● **DOCUMENT**:
One could say that all this is very simple. It is just a matter of moments, make a decision and all is well. Dare like a bold swimmer to plunge into the sea, and dare to believe that the weight of the swimmer will go to the goal against all opposing currents.

Yet, our approach must begin differently from this. First, we must reject the devil’s web of deception. Making decisions is often dangerous, or rather, talking about them is. Before you learn to walk you have to crawl on all fours; to try to fly right before walking is a dangerous set-up. Certainly there must be great decisions, but even in connection with them the important thing is to get under way with your decision. Do not fly so high with your decisions that you forget that a decision is but a beginning.

How wretched and miserable it is to find in a person many good intentions but few good deeds. And there are other dangers too, dangers of sin. With all your good intentions, you must not forget your duty, neither should you forget to do it with joy. And strive to carry your burdens and responsibilities in a surrendered way. If you don’t, there is a danger of losing your decisiveness; of going through life without courage and fading away in death.

● **EXERCISE AIM**: Extract the passage on decisions from "Yet, our approach" to "but a beginning.", copying its words unchanged.

● **MATERIAL PROVIDED**:
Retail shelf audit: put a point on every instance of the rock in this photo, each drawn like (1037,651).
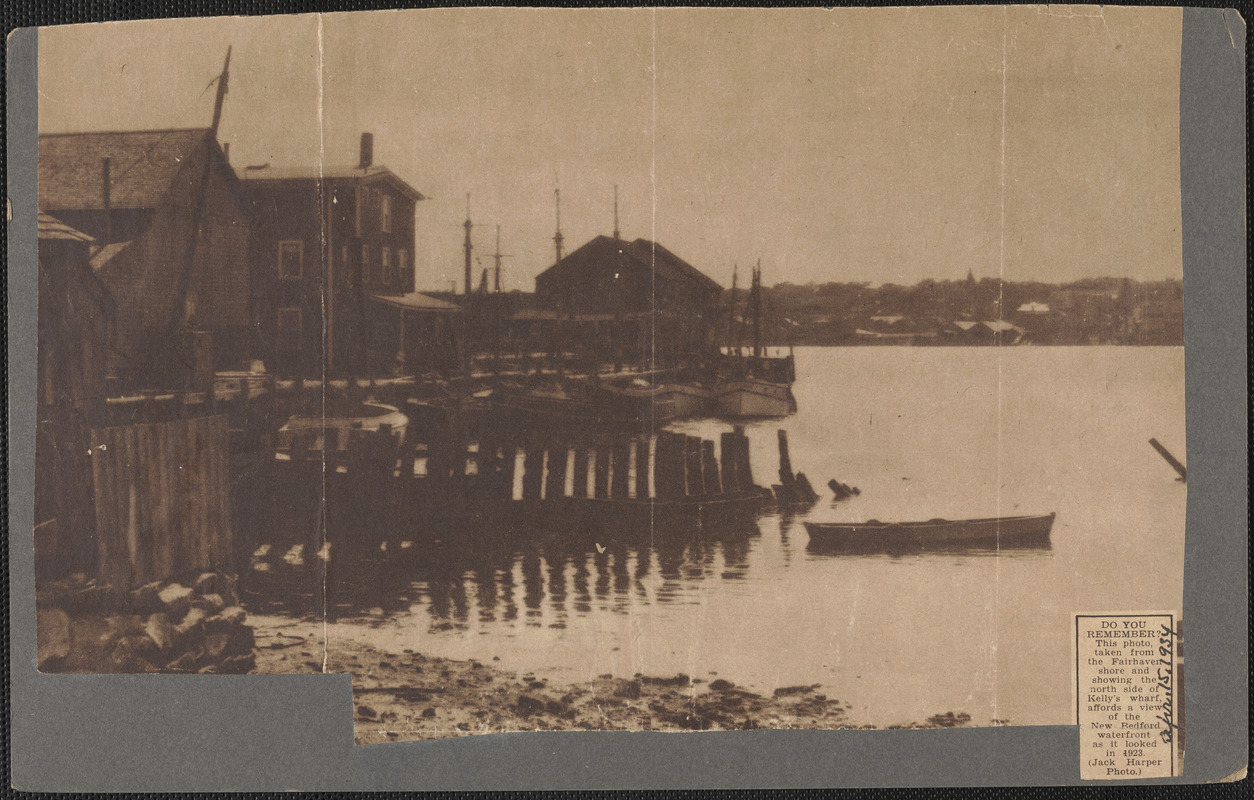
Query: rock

● **ANSWER IN FULL**:
Yet, our approach must begin differently from this. First, we must reject the devil’s web of deception. Making decisions is often dangerous, or rather, talking about them is. Before you learn to walk you have to crawl on all fours; to try to fly right before walking is a dangerous set-up. Certainly there must be great decisions, but even in connection with them the important thing is to get under way with your decision. Do not fly so high with your decisions that you forget that a decision is but a beginning.